== DATA ROWS

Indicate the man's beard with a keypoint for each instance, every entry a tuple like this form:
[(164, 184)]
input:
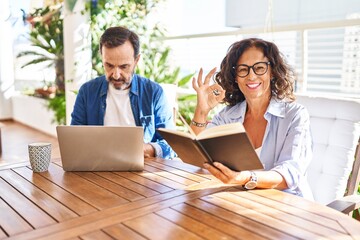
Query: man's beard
[(121, 83)]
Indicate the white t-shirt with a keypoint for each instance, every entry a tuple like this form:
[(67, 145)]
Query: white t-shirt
[(118, 109)]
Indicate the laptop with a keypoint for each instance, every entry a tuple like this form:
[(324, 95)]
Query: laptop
[(101, 148)]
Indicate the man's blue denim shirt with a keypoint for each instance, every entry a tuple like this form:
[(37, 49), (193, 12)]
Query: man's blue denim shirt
[(148, 104)]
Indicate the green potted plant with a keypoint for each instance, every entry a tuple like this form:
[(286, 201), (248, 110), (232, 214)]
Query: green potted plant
[(46, 37)]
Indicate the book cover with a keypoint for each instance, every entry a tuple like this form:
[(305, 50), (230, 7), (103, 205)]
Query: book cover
[(227, 144)]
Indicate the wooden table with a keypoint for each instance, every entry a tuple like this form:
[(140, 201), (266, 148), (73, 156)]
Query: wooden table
[(168, 200)]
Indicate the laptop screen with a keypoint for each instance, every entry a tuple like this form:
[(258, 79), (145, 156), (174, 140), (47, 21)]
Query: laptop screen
[(101, 148)]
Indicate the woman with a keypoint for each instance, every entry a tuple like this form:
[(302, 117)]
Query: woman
[(257, 85)]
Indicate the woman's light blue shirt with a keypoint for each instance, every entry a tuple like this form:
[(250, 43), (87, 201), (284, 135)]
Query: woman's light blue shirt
[(287, 143)]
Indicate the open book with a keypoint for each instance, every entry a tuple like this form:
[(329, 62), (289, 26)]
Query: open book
[(227, 144)]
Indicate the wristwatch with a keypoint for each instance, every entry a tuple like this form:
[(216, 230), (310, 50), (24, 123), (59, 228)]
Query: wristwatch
[(252, 183)]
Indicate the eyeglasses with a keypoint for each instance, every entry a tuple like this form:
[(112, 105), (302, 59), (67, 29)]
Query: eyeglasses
[(259, 68)]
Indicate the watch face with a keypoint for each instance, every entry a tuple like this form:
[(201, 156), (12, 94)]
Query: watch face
[(250, 185)]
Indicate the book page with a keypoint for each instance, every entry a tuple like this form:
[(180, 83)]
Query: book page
[(222, 130), (179, 133)]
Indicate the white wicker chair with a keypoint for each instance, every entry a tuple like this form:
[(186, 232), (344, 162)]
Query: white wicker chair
[(334, 172)]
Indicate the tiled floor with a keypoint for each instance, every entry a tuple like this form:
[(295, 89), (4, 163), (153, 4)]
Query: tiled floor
[(15, 138)]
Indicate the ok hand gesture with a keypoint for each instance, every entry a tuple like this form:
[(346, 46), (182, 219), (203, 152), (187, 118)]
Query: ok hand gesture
[(208, 96)]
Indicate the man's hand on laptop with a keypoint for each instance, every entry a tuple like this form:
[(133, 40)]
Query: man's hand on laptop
[(149, 150)]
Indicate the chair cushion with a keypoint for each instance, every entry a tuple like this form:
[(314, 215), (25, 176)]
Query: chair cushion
[(335, 126)]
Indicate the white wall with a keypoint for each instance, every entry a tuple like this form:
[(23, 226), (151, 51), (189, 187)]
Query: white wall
[(32, 111), (254, 13), (6, 62)]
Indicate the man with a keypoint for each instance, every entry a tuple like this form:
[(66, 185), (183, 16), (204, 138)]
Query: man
[(121, 97)]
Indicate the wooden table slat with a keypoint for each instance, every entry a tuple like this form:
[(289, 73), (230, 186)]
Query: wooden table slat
[(273, 212), (168, 200), (262, 218), (11, 222), (28, 210), (189, 175), (149, 182), (91, 193), (178, 164), (329, 223), (105, 183), (96, 235), (216, 222), (203, 230), (119, 231), (131, 185), (71, 201), (48, 204), (169, 175), (240, 220), (156, 227)]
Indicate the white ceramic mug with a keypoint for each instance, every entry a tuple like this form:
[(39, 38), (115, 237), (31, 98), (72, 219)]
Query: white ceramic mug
[(39, 156)]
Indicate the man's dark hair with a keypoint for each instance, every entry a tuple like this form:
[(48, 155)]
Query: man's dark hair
[(117, 36)]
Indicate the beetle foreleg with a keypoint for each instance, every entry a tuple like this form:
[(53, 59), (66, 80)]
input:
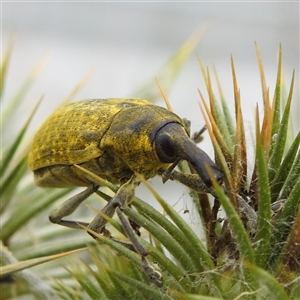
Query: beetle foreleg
[(69, 206), (123, 196), (153, 275)]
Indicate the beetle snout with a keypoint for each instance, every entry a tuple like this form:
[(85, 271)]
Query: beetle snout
[(172, 143)]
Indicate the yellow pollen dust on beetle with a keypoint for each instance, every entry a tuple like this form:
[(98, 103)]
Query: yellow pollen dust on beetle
[(115, 139)]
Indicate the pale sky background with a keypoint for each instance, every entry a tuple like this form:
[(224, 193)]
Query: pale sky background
[(126, 43)]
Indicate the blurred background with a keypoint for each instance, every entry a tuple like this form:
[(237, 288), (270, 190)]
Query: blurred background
[(126, 44)]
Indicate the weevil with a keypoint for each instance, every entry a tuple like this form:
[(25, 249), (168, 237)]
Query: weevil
[(116, 139)]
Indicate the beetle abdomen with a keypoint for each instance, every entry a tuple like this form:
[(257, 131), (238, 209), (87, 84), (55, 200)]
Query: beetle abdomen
[(72, 134)]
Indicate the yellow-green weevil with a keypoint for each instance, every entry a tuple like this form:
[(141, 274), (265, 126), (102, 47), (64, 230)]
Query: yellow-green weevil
[(116, 139)]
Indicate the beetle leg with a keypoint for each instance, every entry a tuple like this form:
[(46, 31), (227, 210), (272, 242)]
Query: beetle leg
[(123, 197), (153, 275), (69, 207)]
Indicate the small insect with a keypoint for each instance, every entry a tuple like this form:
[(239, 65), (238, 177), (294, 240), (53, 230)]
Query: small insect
[(116, 139)]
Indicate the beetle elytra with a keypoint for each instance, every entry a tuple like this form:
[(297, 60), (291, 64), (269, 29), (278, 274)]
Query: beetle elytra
[(115, 139)]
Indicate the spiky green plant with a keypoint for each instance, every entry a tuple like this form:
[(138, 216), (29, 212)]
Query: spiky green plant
[(251, 252)]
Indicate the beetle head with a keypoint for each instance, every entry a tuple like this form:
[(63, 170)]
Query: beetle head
[(171, 143)]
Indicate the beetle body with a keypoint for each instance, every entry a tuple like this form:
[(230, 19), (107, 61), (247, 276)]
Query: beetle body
[(115, 139), (112, 138)]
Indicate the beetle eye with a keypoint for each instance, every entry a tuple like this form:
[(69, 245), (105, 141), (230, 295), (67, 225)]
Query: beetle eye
[(164, 148)]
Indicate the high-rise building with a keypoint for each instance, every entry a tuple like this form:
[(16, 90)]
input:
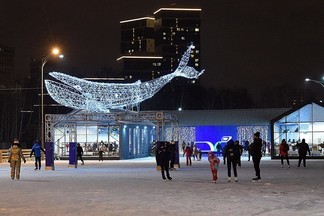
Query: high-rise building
[(139, 58), (175, 30), (153, 46), (7, 75)]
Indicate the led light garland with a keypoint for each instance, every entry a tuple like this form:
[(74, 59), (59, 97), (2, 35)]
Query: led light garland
[(101, 97)]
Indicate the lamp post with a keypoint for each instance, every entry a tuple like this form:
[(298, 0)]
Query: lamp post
[(55, 52), (315, 81)]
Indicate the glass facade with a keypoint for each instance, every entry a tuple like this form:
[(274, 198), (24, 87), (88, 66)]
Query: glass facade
[(304, 123), (91, 138)]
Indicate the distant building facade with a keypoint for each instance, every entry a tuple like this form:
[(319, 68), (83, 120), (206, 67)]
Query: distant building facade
[(7, 73), (153, 46)]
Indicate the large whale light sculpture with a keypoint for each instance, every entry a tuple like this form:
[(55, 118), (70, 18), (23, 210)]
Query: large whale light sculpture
[(102, 97)]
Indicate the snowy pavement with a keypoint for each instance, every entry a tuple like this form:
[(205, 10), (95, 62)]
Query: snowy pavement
[(135, 187)]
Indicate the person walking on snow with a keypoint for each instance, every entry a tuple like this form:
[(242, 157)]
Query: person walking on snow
[(283, 152), (214, 164), (232, 153), (80, 153), (303, 148), (162, 160), (188, 153), (36, 149), (256, 153), (15, 156)]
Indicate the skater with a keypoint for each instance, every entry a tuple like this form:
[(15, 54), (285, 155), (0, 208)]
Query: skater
[(188, 153), (15, 156), (80, 153), (232, 153), (247, 149), (214, 164), (283, 152), (256, 153), (240, 148), (162, 160), (171, 149), (183, 146), (194, 152), (36, 149), (101, 151), (303, 148)]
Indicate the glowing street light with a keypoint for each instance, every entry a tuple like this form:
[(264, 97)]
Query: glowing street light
[(315, 81), (55, 53)]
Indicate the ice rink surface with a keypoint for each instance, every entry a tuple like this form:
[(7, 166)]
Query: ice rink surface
[(135, 187)]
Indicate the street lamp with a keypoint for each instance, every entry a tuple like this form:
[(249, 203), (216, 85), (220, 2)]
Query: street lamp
[(315, 81), (55, 52)]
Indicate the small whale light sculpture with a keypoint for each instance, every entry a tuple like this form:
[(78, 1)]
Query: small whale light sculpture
[(102, 97)]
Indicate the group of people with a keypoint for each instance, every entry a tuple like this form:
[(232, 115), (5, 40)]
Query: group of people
[(303, 149), (165, 158), (16, 156), (232, 156), (191, 151)]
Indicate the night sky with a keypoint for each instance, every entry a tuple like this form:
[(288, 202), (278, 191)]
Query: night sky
[(253, 44)]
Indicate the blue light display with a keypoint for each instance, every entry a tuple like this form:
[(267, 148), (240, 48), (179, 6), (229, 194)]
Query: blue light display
[(207, 137)]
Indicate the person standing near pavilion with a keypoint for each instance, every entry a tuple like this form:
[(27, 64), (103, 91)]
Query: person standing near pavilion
[(162, 160), (15, 156), (171, 149), (283, 152), (303, 148), (256, 153), (232, 153), (80, 153), (214, 165), (36, 150), (188, 153)]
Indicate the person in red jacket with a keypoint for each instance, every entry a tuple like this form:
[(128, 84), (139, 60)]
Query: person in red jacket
[(283, 152), (188, 153), (214, 162)]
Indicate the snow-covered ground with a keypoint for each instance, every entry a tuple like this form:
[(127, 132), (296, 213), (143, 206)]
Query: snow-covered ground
[(135, 187)]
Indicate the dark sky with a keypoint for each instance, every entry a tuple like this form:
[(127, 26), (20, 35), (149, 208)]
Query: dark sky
[(250, 43)]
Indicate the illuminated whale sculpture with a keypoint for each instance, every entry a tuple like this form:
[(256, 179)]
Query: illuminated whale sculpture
[(102, 97)]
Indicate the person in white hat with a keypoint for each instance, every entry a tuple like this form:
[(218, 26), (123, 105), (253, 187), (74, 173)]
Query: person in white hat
[(15, 156)]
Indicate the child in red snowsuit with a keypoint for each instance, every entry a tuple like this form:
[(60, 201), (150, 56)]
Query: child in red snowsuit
[(214, 162), (188, 153)]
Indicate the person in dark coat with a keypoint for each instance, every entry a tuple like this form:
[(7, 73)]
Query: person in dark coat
[(232, 153), (171, 148), (36, 149), (302, 152), (162, 160), (256, 153), (283, 152), (80, 153), (15, 157)]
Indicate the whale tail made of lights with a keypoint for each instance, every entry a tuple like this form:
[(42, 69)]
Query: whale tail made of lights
[(102, 97)]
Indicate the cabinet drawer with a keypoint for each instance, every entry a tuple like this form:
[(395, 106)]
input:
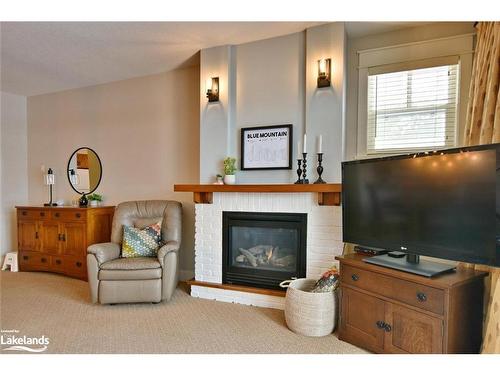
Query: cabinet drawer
[(32, 261), (68, 215), (32, 214), (73, 266), (424, 297)]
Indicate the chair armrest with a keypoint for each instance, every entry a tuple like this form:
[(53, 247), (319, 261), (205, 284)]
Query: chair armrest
[(167, 248), (104, 251)]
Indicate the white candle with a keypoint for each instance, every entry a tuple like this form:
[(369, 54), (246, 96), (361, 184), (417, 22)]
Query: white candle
[(319, 145)]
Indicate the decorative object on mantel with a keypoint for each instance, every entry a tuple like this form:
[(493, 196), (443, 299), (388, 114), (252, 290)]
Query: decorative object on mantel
[(328, 194), (306, 312), (319, 168), (219, 180), (50, 180), (84, 173), (229, 170), (266, 147), (213, 89)]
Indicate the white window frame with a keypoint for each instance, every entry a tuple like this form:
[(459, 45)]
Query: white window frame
[(460, 46)]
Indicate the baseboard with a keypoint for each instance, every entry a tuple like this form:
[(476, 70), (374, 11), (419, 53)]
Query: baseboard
[(185, 275)]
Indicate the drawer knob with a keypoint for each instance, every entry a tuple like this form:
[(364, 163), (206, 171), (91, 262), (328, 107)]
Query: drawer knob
[(421, 297)]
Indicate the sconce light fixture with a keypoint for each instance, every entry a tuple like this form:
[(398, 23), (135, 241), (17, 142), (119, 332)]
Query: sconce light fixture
[(50, 180), (213, 89), (324, 72)]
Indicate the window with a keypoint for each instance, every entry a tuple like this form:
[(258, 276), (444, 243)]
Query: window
[(413, 109)]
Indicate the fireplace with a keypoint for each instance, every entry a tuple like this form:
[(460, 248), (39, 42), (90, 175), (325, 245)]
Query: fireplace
[(261, 249)]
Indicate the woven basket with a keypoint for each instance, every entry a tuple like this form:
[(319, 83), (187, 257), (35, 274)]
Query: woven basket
[(306, 313)]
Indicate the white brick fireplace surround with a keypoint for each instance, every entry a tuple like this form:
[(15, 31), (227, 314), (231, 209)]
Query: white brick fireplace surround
[(324, 239)]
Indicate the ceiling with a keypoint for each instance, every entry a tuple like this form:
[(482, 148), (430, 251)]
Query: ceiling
[(44, 57)]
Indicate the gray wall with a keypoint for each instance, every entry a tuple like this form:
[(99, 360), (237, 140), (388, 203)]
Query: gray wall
[(273, 82), (14, 167)]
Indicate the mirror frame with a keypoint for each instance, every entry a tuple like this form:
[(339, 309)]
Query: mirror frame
[(67, 170)]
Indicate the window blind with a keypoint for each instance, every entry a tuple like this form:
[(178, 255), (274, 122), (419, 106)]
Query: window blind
[(412, 109)]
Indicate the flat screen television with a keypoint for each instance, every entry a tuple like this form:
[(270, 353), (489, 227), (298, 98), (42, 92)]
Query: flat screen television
[(443, 204)]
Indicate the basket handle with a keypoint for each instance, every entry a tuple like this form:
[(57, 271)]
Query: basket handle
[(285, 284)]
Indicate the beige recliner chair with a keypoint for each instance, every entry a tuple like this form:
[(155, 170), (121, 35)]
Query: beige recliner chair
[(143, 279)]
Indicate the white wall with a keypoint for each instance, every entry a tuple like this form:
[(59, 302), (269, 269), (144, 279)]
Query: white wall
[(270, 79), (14, 175), (145, 130)]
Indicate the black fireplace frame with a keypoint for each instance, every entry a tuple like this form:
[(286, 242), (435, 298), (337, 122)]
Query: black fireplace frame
[(265, 278)]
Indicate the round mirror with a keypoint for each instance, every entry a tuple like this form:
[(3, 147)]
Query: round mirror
[(84, 171)]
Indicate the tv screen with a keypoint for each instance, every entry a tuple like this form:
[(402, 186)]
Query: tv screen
[(442, 204)]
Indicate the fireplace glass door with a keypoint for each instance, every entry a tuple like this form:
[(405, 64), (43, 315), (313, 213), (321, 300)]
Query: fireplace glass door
[(263, 249)]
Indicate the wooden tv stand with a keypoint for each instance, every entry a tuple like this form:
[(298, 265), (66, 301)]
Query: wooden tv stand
[(389, 311)]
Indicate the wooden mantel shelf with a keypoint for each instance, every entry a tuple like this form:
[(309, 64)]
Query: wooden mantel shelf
[(328, 194)]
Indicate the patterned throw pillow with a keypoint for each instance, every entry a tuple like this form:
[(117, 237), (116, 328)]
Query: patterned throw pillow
[(328, 281), (141, 242)]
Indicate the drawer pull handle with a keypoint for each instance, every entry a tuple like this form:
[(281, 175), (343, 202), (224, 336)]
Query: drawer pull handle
[(421, 297)]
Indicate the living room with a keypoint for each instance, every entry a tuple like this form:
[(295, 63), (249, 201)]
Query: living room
[(239, 150)]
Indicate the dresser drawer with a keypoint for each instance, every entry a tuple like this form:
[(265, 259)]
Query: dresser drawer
[(68, 215), (74, 266), (418, 295), (32, 214), (34, 261)]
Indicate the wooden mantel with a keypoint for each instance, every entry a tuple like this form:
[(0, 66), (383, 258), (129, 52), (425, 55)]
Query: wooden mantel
[(328, 194)]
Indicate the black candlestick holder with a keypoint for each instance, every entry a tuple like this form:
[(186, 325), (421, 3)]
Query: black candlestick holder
[(319, 169), (299, 171), (304, 168)]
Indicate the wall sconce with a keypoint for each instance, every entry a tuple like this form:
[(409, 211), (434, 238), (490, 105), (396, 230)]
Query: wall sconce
[(213, 89), (50, 180), (324, 72)]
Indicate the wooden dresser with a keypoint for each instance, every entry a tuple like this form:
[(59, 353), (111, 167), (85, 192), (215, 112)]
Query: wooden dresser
[(390, 311), (55, 239)]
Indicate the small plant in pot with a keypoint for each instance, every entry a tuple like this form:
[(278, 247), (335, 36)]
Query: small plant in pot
[(94, 199), (229, 170)]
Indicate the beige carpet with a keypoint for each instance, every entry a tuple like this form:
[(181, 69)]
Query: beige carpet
[(58, 307)]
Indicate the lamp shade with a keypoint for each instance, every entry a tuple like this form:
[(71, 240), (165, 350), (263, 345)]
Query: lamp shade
[(73, 177), (50, 178)]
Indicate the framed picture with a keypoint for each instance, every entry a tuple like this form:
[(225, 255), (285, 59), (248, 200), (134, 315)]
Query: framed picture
[(266, 147)]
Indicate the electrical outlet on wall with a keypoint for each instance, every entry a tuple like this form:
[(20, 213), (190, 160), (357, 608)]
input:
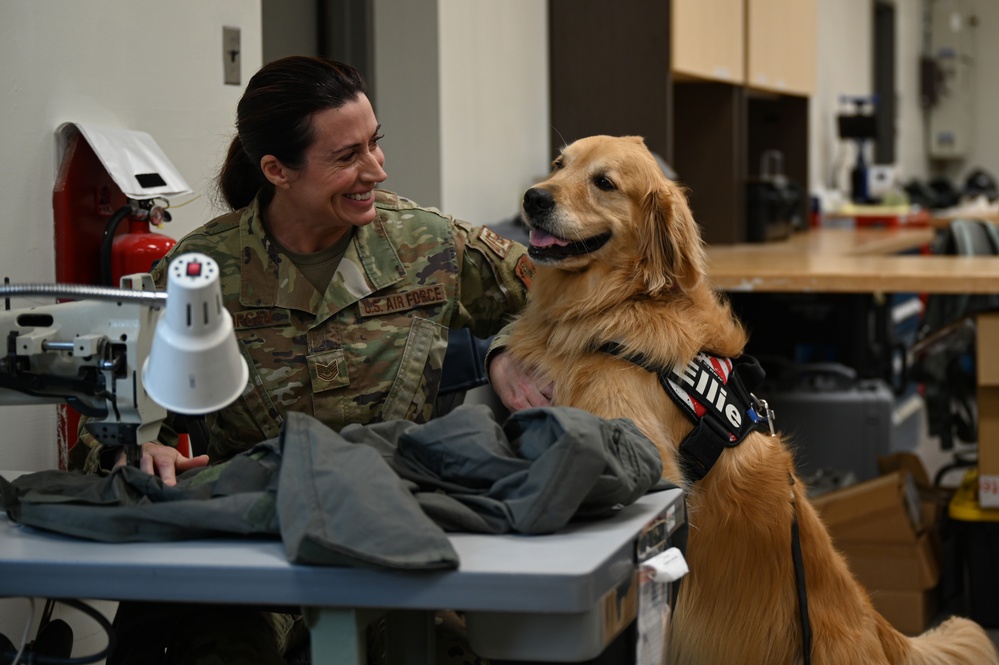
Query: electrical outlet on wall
[(230, 55)]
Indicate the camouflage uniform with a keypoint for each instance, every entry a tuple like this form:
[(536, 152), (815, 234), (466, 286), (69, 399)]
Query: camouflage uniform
[(369, 349), (372, 346)]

====

EXERCISE DESCRIPTION -
Give the rows from the line with "Indicate the wooden mantel with" to the line with "[(390, 311), (55, 239)]" as a Markdown table with two columns, "No." for the line number and "Text" for the line itself, leaving out any blank lines.

WRITTEN REPLY -
| No. | Text |
|---|---|
| 1 | Indicate the wooden mantel with a keypoint for each instance, every entry a tuple like this form: |
| 2 | [(0, 66), (383, 258), (129, 52), (425, 55)] |
| 3 | Query: wooden mantel |
| 4 | [(328, 194)] |
| 5 | Indicate the black candlestick holder with a keypoint for each instance, every entry a tuple like this form: |
| 6 | [(186, 325), (421, 3)] |
| 7 | Query: black candlestick holder |
| 8 | [(319, 169), (299, 171), (304, 168)] |
| 9 | Indicate the wall sconce with a keypoint for each instance, every entry a tuple like this form: |
| 10 | [(409, 211), (434, 238), (490, 105), (396, 230)] |
| 11 | Query: wall sconce |
| 12 | [(213, 89), (50, 180), (324, 72)] |
| 13 | Indicate the wooden dresser with a keypoint for each instance, every entry a tuple like this form: |
| 14 | [(59, 353), (111, 167), (85, 192), (215, 112)] |
| 15 | Query: wooden dresser |
| 16 | [(390, 311), (55, 239)] |